_Reading passage_
-------------------------
BERLIN: Israel's ambassador to Germany Jeremy Issacharoff poses in front of a giant Menora set up for the Jewish Hanukka Festival of Lights in front of Berlin's Brandenburg Gate. - AFP

BERLIN: Israel welcomes a German push to expand the Iran nuclear deal into a broader security agreement once Joe Biden moves into the White House next month, its ambassador to Berlin said. Jeremy Issacharoff, the nation's envoy in Germany since 2017, said a recent call by German Foreign Minister Heiko Maas to reassess the 2015 nuclear accord with a new US administration was a "step in the right direction".

The 2015 nuclear deal-known formally as the Joint Comprehensive Plan of Action, or JCPOA-gave Iran relief from sanctions in return for curbs on its nuclear program. Maas told Der Spiegel magazine this month that the existing agreement, under massive pressure after repeated Iranian violations and Donald Trump's unilateral withdrawal in 2018, needed an overhaul.

The "nuclear agreement plus" envisaged by Maas would bar the development of nuclear weapons as well as place restrictions on Tehran's ballistic rocket program and interference in countries around the region. Biden has signaled that Washington could rejoin the deal as a starting point for follow-on negotiations if Iran returned to compliance. But Iran's Foreign Minister Mohammad Javad Zarif has rejected talk of reopening the accord struck five years ago after marathon talks involving the United States, Britain, China, France, Germany and Russia.

'Triangular' partnership
Issacharoff said the so-called 5+1 partners needed to take Iran's "destabilizing involvement" in countries including Syria, Lebanon, Yemen and Iraq into account in any further negotiations with Tehran. "I think people need to realize that you can't just turn the clock back to 2015," he said. "There's been a production of missiles and testing of missiles and these issues need to be addressed as well as the wholesale violations that Iran has carried out against the whole JCPOA agreement."
-------------------------
_Data extract_

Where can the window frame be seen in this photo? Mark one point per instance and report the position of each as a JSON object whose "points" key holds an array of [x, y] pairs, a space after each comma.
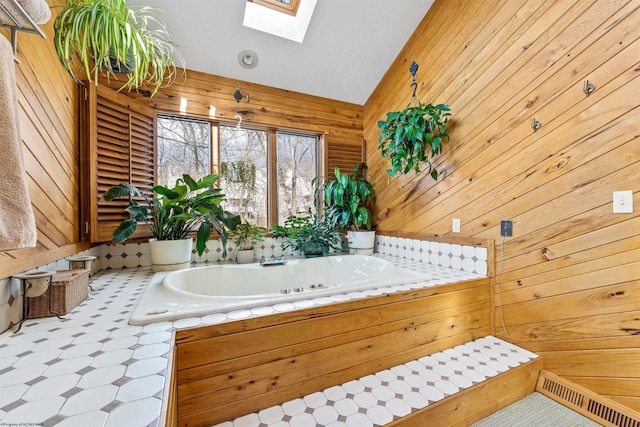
-------------------------
_Problem details_
From the article above on the Iran nuclear deal, write out word for word the passage from "The 2015 nuclear deal-known" up to and including "needed an overhaul.".

_Task answer_
The 2015 nuclear deal-known formally as the Joint Comprehensive Plan of Action, or JCPOA-gave Iran relief from sanctions in return for curbs on its nuclear program. Maas told Der Spiegel magazine this month that the existing agreement, under massive pressure after repeated Iranian violations and Donald Trump's unilateral withdrawal in 2018, needed an overhaul.